[Task description]
Every record must be repeated exactly, with no omission.

[Supplied records]
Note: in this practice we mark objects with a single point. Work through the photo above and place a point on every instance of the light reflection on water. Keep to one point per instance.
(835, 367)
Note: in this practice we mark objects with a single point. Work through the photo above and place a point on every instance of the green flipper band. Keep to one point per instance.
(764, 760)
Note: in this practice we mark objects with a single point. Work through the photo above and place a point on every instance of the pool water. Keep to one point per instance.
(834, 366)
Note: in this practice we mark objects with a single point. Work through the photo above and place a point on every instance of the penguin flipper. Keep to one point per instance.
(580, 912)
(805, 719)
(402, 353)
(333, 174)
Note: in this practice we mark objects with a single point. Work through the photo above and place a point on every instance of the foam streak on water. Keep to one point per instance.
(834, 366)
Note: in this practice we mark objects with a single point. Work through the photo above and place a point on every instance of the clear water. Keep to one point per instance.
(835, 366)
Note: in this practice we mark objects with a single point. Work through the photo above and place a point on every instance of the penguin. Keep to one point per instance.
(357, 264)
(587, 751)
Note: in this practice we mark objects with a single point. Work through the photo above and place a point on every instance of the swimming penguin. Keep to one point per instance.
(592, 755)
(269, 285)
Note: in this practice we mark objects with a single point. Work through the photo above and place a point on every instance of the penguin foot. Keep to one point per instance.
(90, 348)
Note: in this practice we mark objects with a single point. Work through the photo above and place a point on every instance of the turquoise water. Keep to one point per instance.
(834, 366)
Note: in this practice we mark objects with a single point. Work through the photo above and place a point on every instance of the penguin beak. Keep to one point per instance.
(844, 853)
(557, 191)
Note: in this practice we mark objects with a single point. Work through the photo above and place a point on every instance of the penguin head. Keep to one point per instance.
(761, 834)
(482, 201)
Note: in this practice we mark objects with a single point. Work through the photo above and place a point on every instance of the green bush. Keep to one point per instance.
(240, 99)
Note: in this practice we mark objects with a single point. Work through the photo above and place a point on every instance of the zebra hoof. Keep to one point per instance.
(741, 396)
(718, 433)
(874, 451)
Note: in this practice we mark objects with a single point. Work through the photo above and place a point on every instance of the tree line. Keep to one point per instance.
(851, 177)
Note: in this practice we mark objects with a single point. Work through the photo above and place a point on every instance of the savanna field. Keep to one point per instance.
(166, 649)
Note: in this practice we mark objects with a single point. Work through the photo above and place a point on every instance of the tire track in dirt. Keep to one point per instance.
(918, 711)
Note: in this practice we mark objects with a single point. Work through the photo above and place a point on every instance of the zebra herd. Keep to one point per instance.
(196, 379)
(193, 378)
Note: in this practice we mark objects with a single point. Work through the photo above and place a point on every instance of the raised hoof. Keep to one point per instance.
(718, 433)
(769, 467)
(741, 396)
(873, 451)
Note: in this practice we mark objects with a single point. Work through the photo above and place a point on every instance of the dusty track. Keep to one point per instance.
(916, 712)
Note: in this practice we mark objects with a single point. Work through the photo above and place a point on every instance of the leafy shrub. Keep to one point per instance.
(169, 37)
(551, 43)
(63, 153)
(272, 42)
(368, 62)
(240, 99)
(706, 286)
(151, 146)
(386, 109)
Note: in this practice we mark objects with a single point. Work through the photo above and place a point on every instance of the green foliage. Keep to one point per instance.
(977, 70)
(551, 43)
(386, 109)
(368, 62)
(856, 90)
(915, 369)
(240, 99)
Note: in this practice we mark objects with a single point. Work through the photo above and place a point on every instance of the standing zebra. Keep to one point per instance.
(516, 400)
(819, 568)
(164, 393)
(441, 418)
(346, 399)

[Full solution]
Note: in this practice we mark objects with a single point. Work through the photo above and place a point on every instance of the light reflection on water. Keep to one point per instance.
(835, 367)
Note: in this practice we mark objects with a single point. Work through the photo above and place a point on every instance of the green flipper band. Keep to one point per instance.
(764, 760)
Note: in this practice we mark objects with a single point. Work through the photo above and place a point on every instance of the pool water. Keep to one point per instance.
(834, 366)
Note: in this practice we mark objects with a single point. Work through the photo above and place a point on every instance of the penguin flipper. Keep to one point per instance.
(580, 912)
(805, 719)
(402, 353)
(333, 174)
Note: in this practice we mark objects with a single point. Work through the photo above and place a point on every instance of the foam streak on water. Keep to one point per instance.
(834, 366)
Note: in this practice we mark objects with a single point. Work through the photo above and place a point on every instance of the clear water. Keep to one point per instance.
(835, 366)
Note: in this practice we mark objects with a single point. Work through the photo above and place a point on every instance of the penguin. Keep to one point per instance.
(357, 264)
(587, 751)
Note: in this practice we mark objects with a single point. Work through the photo above and place a point on every instance of the swimming penguin. Keep to one point per instance.
(592, 755)
(269, 285)
Note: in this practice we mark objects with a single point. Work through the photo above and place a point on every instance of the penguin foot. Keep to one point per instance.
(90, 348)
Note: in this practice we mark objects with a single point. Work through the photo above and place a point on every instance of the turquoise water. Keep to one point per instance.
(834, 366)
Note: in this practice we mark objects with a single point. Work through the photo above and place a point on every instance of the penguin beak. Keep to one point per instance.
(844, 853)
(557, 191)
Note: in this practice we mark objects with a single point. Work through the photo above and place a point on every instance of the penguin head. Keep to one point per instance.
(761, 834)
(482, 201)
Note: in this practice we mark objects with a single point. Work through the photo above and place a point on every instance of the green bush. Keep to one point per instance.
(240, 99)
Note: in this practice we mark objects with a single point. Work through the photo above and place a point on every instance of the zebra hoof. Keep to one point per instance.
(741, 396)
(718, 433)
(874, 451)
Note: in this practice we mark objects with a single point. Work through the photo above and place a point on every instance of the tree line. Keep to one point per instance.
(851, 177)
Note: in this practice we mark objects with a single point. Work through the photo above and place a point on every instance of the savanna field. Keep to one point per instance.
(166, 649)
Note: in this practice we mark objects with a single point. Work through the photo above and place a point on every instance of the tire track in dirt. Keep to one point per instance.
(918, 711)
Note: in this practice we mark objects with a single point. Work through the photo above and place a point on every instance of the zebra herd. Keep to one point per instance.
(196, 379)
(193, 378)
Note: in this practice we mark objects with a single point. Work through the photo above and place a point on every instance of the raised hoof. Keep to one point per instance.
(718, 433)
(769, 467)
(741, 396)
(873, 451)
Note: in this practice we mark objects with a single point. Work through the photo above and place a point on every instance of the dusty track. Keep to one point per instance.
(916, 712)
Note: in this practice we mark objects with a single point. Work through the photo above and place a point on every instance of the leafy shrub. Keep to one point per instance.
(169, 37)
(551, 43)
(63, 153)
(272, 42)
(368, 62)
(240, 99)
(706, 286)
(151, 146)
(386, 109)
Note: in this practice we mark objects with a single point. Work through the photo above and place a point on every instance of the green foliage. Keep to one point per instance.
(977, 70)
(551, 43)
(386, 109)
(368, 62)
(856, 90)
(915, 369)
(240, 99)
Note: in this practice we mark objects with a single point. Work through the photo above and place a point on every instance of the standing zebra. Keep to one point per instance.
(516, 400)
(819, 568)
(164, 393)
(441, 418)
(346, 399)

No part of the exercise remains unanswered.